▶ [TEXT FOR ANALYSIS]:
=====

Industry Interoperability
Because SALI is a legal-data standard, which has growing adoption from the legal industry’s biggest players, it enables interoperability across the legal ecosystem. Much like the financial industry has ISO and FIBO — which enables banks and financial institutions to move money and data across organizations — the legal industry now has SALI, which enables clients, providers, and vendors to move data across organizations.
Because more and more players use the same SALI tags, interoperability is now possible. In the past, people were counting the same item (e.g., Banking Law), but interoperability required mapping all the fields between each of the legal ecosystem’s thousands of players. That’s time-consuming and expensive.
SALI is solving that problem: As a standard, it can provide interoperability. Since everyone uses the same SALI tag for Banking Law, all of the stakeholders (e.g., firm X, client Y, vendor 1, vendor 87) can move data between each other. The SALI API working group is currently crafting the SALI API language. If you’d like to join in that work, please let us know.

=====

▶ [SUPPLIED MATERIAL]:
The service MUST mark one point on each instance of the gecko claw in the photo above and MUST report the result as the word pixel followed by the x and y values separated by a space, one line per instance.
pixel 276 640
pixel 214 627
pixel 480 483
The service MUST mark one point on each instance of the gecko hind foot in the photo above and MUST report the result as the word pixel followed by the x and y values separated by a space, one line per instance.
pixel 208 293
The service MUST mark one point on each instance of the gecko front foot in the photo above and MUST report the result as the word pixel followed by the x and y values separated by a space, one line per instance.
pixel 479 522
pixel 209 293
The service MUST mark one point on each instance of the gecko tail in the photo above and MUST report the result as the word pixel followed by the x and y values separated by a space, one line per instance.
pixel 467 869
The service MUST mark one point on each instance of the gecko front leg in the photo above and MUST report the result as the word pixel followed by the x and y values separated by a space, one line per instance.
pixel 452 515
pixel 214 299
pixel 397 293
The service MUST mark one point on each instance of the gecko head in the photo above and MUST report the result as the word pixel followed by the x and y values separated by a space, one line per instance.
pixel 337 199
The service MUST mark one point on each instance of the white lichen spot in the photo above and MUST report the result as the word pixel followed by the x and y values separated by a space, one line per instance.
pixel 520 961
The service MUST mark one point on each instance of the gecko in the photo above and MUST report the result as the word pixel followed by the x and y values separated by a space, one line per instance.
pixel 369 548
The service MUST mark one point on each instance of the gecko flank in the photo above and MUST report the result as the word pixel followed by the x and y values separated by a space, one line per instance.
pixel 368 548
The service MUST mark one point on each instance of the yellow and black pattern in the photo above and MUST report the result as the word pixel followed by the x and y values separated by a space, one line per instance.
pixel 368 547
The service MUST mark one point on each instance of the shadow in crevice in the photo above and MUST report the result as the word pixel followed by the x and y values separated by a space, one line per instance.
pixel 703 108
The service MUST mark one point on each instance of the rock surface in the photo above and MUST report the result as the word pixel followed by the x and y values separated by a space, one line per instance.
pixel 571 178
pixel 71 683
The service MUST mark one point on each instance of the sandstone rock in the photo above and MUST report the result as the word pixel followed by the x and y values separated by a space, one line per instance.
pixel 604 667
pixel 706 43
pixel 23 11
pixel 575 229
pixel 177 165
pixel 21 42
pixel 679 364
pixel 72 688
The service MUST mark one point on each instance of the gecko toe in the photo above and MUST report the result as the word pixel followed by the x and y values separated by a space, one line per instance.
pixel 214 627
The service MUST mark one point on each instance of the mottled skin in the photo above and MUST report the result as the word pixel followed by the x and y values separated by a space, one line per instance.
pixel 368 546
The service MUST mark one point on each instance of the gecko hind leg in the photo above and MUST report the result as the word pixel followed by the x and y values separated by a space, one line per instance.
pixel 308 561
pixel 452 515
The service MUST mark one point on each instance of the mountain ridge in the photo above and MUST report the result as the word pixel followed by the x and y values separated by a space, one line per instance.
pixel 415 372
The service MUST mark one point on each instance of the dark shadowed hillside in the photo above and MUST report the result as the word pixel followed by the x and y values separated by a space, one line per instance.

=====

▶ [ASSIGNED TASK 1]: According to the SALI text, what does the financial industry have that is compared to SALI?
▶ [ASSIGNED TASK 2]: Say whether each statement agrees with the SALI text, and quote the words that decide it. (a) Mapping fields between each of the legal ecosystem's players was time-consuming and expensive. (b) The SALI API language is already finished. (c) SALI is a standard for financial data.
▶ [ASSIGNED TASK 3]: Copy the SALI text from "Because more and" to "let us know.", renaming "Banking Law" to "Tax Law" throughout.
The listing is not needed for this work.

▶ [ANSWER AREA 1]: ISO and FIBO.

▶ [ANSWER AREA 2]:
(a) Yes: "That’s time-consuming and expensive."
(b) No: "The SALI API working group is currently crafting the SALI API language."
(c) No: "SALI is a legal-data standard"

▶ [ANSWER AREA 3]:
Because more and more players use the same SALI tags, interoperability is now possible. In the past, people were counting the same item (e.g., Tax Law), but interoperability required mapping all the fields between each of the legal ecosystem’s thousands of players. That’s time-consuming and expensive.
SALI is solving that problem: As a standard, it can provide interoperability. Since everyone uses the same SALI tag for Tax Law, all of the stakeholders (e.g., firm X, client Y, vendor 1, vendor 87) can move data between each other. The SALI API working group is currently crafting the SALI API language. If you’d like to join in that work, please let us know.